**ACTIVITY**. A faithful transcription of all the data is required.

**RECORD SET**.
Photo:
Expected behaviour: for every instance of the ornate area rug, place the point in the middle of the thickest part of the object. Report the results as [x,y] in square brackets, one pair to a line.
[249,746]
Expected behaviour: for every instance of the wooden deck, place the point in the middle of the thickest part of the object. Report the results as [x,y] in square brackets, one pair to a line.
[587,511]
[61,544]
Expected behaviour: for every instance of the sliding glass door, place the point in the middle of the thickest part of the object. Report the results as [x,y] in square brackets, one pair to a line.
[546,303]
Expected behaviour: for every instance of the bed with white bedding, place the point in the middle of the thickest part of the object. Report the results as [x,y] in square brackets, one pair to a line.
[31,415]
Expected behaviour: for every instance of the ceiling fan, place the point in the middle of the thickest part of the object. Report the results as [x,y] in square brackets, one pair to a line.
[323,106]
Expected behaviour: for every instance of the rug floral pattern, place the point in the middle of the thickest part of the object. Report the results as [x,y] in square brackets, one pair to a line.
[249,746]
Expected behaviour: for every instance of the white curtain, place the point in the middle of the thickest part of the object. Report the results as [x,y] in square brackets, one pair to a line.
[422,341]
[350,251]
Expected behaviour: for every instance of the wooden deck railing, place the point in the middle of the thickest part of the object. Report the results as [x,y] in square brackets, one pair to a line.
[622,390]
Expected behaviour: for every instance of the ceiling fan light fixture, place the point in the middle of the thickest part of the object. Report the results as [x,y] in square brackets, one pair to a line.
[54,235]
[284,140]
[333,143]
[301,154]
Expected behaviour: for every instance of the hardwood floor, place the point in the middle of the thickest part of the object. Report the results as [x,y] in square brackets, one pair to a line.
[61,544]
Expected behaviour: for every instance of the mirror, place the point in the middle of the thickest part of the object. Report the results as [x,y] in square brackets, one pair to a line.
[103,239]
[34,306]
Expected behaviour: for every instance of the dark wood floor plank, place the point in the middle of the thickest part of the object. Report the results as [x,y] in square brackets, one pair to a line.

**RESULT FOR THIS TASK**.
Photo:
Expected behaviour: for every instance of the ornate area rug, place the point in the middle of the thickest part of the object. Report the results as [x,y] in square brackets, one pair to a line.
[249,746]
Expected behaviour: for every instance of the wooden deck, place the point in the middle of the thickest part of the object. Report the results as [x,y] in square brackets, one pair to a line.
[587,511]
[61,544]
Expected behaviour: for every instance of the sliding glass door, place the point in the middle of the thickest part of the object. Report the results as [x,y] in square brackets, one pair to a line.
[546,303]
Expected behaviour: for every instance of the bed with white bedding, place the point in the middle of the thickest part of the object. Report the results as [x,y] in square brackets, one pair to a line.
[31,415]
Expected behaviour: for every instance of the ceiling fan, place the point in the middle of the thickest part of the object. Report the results as [x,y] in square brackets, one pair to a line.
[323,106]
Expected behaviour: for every instance of the rug floral pattern, place the point in the middle of the thickest part of the object. Report the results as [x,y] in square brackets, one pair to a line.
[249,746]
Expected behaviour: for every instance of the white curtain, place the point in the middle of the thickest part of the object. Report the results as [x,y] in square brackets, one pair to a line.
[422,341]
[350,251]
Expected behaviour: for every instance of the wooden deck railing, place the point in the middle of the thickest part of the object. Report the results as [x,y] in square brackets, one pair to a line.
[622,390]
Expected behaviour: for every instance of the ceiling fan light fixture, place the point in the middle of the thickest part of the object. Report the results as [x,y] in square brackets, one pair to a line.
[54,235]
[284,140]
[333,143]
[301,154]
Expected behaviour: for every instance of the hardwood floor, place the point in the middle of the thickest part of the object. Report the results as [x,y] in square brackets, one pair to a line.
[61,544]
Expected behaviour: for every instance of the mirror, place the point in the middle of the thickest part of the object. Report the results as [x,y] in square brackets, one pair to a line.
[103,239]
[34,306]
Expected behaviour: for every instance of the dark wood floor plank, place the point in the middle of the thickest part of the object. Report the results as [x,y] in square brackets, one pair to a line.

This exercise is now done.